EXERCISE INSTRUCTIONS →
Edit the items below so that every "even-odd rule" becomes "nonzero winding rule", and keep everything else unchanged. Leave the pictures out of your answer.

Outline labeling records →
———

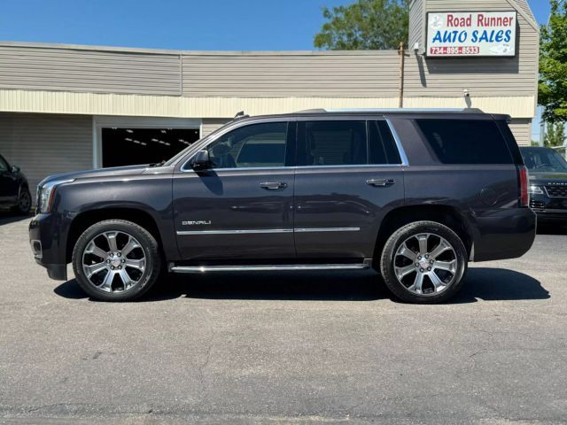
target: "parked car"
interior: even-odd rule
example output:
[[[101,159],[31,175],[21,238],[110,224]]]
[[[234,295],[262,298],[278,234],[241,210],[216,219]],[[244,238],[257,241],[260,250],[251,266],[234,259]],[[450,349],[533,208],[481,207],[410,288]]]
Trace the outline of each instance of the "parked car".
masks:
[[[53,279],[130,300],[160,270],[375,267],[402,300],[461,289],[468,261],[535,236],[507,121],[465,112],[241,117],[162,164],[48,177],[29,236]]]
[[[11,166],[0,155],[0,208],[10,208],[20,214],[28,214],[32,207],[27,180],[19,167]]]
[[[530,175],[530,206],[541,224],[567,224],[567,161],[550,148],[520,148]]]

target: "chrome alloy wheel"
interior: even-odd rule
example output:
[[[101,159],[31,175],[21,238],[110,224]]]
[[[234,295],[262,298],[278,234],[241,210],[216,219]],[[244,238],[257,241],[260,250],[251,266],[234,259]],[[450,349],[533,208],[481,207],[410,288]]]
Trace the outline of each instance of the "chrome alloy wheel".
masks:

———

SOLUTION →
target: "parked car"
interior: nonzero winding rule
example output:
[[[101,159],[31,175],[21,238],[110,224]]]
[[[234,295],[262,298],[278,234],[241,210],[216,219]],[[244,238],[257,241],[260,250],[251,266],[234,259]],[[450,349],[533,208],[481,207],[410,288]]]
Trace the outline of each instance of the "parked car".
masks:
[[[53,279],[130,300],[160,270],[375,267],[402,300],[461,289],[468,261],[535,236],[507,121],[465,112],[241,117],[162,164],[48,177],[29,236]]]
[[[11,166],[0,155],[0,208],[10,208],[20,214],[28,214],[32,207],[27,180],[19,167]]]
[[[530,175],[530,206],[541,224],[567,224],[567,161],[550,148],[520,148]]]

target: "chrome alloy wheel"
interior: nonzero winding rule
example output:
[[[101,159],[31,175],[21,238],[110,224]]]
[[[234,295],[262,298],[278,234],[241,210],[216,219]],[[244,238],[257,241],[260,250],[251,266],[234,259]],[[450,349],[533,208],[481,207],[410,288]]]
Trace the outline of each instance of the "chrome alloy wheel".
masks:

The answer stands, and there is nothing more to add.